Exercise data:
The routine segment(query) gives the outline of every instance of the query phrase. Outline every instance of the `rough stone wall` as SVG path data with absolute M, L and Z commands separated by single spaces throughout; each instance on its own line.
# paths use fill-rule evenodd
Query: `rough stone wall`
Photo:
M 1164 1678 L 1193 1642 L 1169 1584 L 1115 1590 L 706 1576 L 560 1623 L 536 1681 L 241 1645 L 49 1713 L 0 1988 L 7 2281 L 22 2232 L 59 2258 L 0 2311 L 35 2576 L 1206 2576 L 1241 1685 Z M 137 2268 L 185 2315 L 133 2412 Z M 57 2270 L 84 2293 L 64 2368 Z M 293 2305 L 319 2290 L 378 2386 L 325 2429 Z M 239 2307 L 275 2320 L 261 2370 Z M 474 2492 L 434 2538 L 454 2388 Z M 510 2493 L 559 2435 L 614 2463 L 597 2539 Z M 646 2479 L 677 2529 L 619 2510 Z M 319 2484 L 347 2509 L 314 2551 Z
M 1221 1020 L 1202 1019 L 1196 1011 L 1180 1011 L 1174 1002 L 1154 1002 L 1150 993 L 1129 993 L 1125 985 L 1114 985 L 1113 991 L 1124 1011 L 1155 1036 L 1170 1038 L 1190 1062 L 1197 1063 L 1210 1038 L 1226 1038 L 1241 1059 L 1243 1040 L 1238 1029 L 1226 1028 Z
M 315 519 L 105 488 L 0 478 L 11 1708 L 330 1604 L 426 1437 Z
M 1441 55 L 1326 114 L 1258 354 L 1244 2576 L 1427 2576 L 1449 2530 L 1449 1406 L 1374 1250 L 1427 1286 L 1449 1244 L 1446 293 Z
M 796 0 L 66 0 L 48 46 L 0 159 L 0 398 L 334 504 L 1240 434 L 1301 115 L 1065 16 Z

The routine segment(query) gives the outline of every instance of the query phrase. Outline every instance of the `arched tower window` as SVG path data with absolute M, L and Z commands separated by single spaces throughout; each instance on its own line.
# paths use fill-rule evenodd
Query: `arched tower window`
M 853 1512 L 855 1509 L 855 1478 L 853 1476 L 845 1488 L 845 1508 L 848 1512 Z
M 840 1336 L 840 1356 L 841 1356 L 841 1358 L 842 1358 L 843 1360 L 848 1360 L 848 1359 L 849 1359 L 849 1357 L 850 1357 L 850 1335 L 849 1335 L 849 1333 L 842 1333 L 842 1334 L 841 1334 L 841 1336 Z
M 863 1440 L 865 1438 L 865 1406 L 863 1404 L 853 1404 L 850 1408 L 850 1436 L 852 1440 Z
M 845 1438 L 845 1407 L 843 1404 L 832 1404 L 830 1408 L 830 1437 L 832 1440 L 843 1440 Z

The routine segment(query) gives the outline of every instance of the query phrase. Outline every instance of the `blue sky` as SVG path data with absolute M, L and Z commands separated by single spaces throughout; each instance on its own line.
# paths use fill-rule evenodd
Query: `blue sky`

Your instructions: Scan the listing and copy every line where the string "wall" shows up.

Task response:
The routine segment(query) gives the outline of every instance of the query phrase. Outline every instance of the `rough stone wall` as SVG path data with absolute M, L and Z commands separated by single spaces throughout; each instance on its own line.
Query: `rough stone wall`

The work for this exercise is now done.